Problem description: If a line in the data below contains "woman", copy it.
*** Begin section ***
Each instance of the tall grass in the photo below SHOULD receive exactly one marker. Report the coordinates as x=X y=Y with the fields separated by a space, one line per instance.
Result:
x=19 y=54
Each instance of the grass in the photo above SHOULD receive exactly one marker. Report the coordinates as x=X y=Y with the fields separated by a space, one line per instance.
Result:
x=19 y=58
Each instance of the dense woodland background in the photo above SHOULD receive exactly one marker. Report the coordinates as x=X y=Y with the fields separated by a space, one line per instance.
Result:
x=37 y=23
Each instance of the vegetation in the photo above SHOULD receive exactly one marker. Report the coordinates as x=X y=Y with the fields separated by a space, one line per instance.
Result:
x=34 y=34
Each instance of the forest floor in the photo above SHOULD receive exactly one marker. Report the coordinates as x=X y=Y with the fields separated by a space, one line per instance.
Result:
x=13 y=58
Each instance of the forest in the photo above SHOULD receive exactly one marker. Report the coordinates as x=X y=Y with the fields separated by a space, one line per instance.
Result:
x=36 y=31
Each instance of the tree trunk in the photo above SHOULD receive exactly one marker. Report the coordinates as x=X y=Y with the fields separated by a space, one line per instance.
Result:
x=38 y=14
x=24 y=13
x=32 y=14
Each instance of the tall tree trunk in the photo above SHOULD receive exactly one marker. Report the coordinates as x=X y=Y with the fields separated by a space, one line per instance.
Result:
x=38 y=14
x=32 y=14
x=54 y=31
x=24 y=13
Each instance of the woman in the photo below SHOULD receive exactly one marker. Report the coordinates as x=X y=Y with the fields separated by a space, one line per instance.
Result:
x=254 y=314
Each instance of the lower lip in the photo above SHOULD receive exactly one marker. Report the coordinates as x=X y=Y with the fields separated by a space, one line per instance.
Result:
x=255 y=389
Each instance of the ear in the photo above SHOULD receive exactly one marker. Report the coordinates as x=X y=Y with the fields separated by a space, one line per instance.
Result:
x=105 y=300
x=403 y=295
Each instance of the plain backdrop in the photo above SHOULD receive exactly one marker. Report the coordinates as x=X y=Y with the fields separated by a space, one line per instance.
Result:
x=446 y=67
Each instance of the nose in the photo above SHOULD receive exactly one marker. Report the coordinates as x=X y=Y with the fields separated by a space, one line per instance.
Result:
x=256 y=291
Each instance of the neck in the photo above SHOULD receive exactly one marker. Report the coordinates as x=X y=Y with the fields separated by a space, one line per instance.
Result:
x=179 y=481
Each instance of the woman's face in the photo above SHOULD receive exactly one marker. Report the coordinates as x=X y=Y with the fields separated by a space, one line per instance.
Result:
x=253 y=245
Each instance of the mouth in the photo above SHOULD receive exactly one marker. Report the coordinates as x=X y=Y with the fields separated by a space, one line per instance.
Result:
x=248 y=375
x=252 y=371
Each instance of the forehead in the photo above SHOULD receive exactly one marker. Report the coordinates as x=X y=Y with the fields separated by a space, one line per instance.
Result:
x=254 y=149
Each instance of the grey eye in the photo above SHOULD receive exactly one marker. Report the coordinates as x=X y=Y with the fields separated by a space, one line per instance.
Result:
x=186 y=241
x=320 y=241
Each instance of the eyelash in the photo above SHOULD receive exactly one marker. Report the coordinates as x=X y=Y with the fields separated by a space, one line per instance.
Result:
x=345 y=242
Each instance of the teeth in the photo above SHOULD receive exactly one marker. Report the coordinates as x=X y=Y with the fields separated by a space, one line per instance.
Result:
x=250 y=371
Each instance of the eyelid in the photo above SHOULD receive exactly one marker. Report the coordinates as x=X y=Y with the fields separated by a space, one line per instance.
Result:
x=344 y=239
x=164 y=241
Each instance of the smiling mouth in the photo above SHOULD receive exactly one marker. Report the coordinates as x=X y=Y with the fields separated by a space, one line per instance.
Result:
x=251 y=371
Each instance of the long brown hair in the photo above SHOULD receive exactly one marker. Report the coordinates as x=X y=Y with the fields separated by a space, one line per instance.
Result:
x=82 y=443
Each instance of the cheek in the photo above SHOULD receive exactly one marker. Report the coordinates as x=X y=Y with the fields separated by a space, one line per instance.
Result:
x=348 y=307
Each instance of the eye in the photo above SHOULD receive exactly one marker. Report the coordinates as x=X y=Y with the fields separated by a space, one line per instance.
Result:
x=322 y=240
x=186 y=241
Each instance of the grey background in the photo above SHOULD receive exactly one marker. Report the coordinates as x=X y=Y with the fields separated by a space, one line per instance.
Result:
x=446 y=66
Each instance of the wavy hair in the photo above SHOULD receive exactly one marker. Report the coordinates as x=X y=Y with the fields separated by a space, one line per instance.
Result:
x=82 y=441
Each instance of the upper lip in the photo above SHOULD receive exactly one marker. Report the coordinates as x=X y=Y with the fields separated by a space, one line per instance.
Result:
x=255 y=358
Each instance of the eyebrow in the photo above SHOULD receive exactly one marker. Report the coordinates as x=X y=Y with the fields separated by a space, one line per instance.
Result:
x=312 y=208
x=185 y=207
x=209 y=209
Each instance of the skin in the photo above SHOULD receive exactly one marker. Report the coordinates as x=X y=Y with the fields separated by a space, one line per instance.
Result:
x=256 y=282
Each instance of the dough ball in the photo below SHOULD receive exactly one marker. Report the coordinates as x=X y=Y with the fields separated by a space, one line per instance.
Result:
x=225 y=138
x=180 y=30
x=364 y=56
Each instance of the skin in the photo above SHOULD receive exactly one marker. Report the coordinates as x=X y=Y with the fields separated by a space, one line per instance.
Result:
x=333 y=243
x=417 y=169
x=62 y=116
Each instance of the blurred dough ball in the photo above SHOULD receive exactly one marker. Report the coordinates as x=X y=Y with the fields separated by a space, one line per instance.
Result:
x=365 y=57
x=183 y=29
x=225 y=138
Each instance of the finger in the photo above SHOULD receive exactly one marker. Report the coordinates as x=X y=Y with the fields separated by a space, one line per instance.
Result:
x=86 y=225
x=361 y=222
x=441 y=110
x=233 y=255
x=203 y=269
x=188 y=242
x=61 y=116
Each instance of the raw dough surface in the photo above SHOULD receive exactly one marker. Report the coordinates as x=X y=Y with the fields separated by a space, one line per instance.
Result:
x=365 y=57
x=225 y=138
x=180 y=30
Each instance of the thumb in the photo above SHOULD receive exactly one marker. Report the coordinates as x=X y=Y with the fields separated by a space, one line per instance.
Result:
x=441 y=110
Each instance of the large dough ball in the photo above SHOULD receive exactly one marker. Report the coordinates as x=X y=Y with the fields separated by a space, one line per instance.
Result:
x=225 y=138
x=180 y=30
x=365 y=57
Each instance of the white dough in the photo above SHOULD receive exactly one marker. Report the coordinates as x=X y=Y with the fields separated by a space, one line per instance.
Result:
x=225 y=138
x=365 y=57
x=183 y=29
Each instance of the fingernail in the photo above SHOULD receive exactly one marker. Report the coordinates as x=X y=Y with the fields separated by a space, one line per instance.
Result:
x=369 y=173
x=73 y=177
*** End section ***
Exercise answer:
Each instance of the woman in the photo below SHOULD receive exactly one marker. Report the coordinates as x=X y=Y with the fields separated by a space, one line per instance.
Each instance of the woman's face in the photo above SHOULD receive exactly one marker. Report the coordinates as x=X y=Y with the fields separated by a space, one line per instance.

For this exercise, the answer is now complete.